WORK INSTRUCTIONS.
1 - Translate this sentence from the article on THC into Spanish: "Now let's move on to discussing the other properties and effects of THC, as the psychoactive action is widely known already."
2 - Pick up the article on THC's effects on the human body right after its final heading, and write the section that heading introduces.

EXCERPT.
CANNABINOIDS EXPLAINED (PART 1): THC AND ITS EFFECTS ON THE HUMAN BODY
Along with CBD, THC is the most known cannabinoid found in the Cannabis Sativa plant, and we’ve discussed some of its properties here. This time however, we’ll take a closer look at this compound and we’ll analyze the good and the bad effects of THC, based on the existing studies.
Although until a few years ago THC was considered the most psychoactive compound in the cannabis plant, this substance is actually believed to result from another compound, called CBGA (cannabigerolic acid), which is naturally produced by Cannabis Sativa. A portion of CBGA is converted to THCA, which is an acid substance, and this compound is the one that generates THC when aged or exposed to UV light or heat.
Depending on the method used for processing the plant, up to 70% of the THCA can be converted to THC, so when labs analyze the content of THC in a product, they typically measure THCA as well. Cannabis buds and flowers contain 8%-20% THCA, most strains being bread to contain a higher THC content.
However, this doesn’t apply to hemp products like our CBD oil because industrial hemp is not cultivated to produce buds, and therefore lacks the primary component that forms THC in the plant.
It is therefore essential to point out that hemp products do NOT contain more than trace levels of THC, and are therefore not psychoactive. This means that CBD oil does not induce a euphoric sensation and doesn’t make one high, so it can be safely used as dietary supplement.
Now let’s move on to discussing the other properties and effects of THC, as the psychoactive action is widely known already.
Positive effects of THC (Tetrahydrocannabinol)

Items from a dataset
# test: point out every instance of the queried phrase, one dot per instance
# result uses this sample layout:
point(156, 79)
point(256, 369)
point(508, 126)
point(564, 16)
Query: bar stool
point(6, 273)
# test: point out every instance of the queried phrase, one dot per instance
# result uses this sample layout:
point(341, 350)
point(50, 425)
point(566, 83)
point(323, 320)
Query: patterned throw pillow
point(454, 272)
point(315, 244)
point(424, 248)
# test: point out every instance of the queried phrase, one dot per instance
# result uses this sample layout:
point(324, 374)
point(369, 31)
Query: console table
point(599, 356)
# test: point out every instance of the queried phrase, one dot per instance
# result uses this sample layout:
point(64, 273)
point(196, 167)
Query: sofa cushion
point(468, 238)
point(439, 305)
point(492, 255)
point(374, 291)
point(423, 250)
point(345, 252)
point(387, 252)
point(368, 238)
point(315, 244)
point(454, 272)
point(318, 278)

ANSWERS FOR THIS EXERCISE.
1 - Ahora pasemos a analizar las demás propiedades y efectos del THC, ya que la acción psicoactiva ya es ampliamente conocida.

2 -
THC interacts with the CB1 and CB2 receptors in the human body; the former is located in the nervous system, and this is why THC induces euphoric feelings, but the latter is part of the immune system. This seems to play an important role in the overall health effects of THC, studies suggesting that the activation of the CB2 receptor may help in reducing stress levels, improving the immune function and minimizing the risk of inflammation.
Moreover, it seems that the activation of the CB1 receptor could help in regulating appetite and reducing the intake of fats, thus helping in weight management. Very low doses of THC exert cardioprotective effects and can be useful in preventing heart attacks, studies suggest.
THC can cause anxiety in some people and even paranoia, but it also seems to have pain-relieving effects and to act like a natural neuro-protective agent. One study found this compound to be helpful in the treatment of Chron’s Disease, and another pilot clinical study showed that THC might exert an anti-proliferative action on tumor cells.
While it’s obvious that in an unsupervised environment it’s extremely hard to separate the positive effects of this compound from its psychoactive action, it wouldn’t be fair to say that THC is completely harmful for the human body.